[DATA TO PROCESS — start]

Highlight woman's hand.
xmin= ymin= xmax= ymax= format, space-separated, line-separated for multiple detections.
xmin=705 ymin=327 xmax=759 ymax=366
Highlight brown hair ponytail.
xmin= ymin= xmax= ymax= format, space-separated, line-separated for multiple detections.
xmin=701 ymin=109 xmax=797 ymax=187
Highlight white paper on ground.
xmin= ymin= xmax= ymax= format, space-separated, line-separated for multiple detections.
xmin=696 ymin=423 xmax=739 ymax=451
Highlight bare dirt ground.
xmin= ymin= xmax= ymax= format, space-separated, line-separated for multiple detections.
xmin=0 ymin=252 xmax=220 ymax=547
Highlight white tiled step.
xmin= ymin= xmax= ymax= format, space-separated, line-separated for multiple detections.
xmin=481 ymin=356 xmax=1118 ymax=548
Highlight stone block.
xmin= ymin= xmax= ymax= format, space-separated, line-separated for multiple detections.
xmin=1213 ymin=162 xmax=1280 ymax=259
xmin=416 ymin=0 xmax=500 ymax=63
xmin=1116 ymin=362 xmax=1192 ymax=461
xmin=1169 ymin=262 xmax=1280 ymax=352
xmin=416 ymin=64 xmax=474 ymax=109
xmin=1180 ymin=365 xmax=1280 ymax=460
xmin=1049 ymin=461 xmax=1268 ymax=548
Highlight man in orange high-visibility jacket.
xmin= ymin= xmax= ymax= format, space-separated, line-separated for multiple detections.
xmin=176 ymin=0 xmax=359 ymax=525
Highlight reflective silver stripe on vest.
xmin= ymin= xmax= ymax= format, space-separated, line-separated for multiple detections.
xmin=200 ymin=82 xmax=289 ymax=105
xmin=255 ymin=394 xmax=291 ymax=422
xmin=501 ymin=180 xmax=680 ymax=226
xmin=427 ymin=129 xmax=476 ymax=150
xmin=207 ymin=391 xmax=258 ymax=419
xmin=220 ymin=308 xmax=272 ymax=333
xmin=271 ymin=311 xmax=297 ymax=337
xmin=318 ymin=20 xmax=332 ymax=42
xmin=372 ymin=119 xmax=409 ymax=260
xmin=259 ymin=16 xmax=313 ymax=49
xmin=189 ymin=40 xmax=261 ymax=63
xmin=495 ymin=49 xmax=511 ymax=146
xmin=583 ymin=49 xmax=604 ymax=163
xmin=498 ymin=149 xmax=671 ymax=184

[DATA TO PROCESS — finish]

(WORK ORDER): Report, from the entries above, each line where "ground" is found.

(WRITTEN RESPONSE):
Highlight white paper on ground.
Highlight bare dirt ground.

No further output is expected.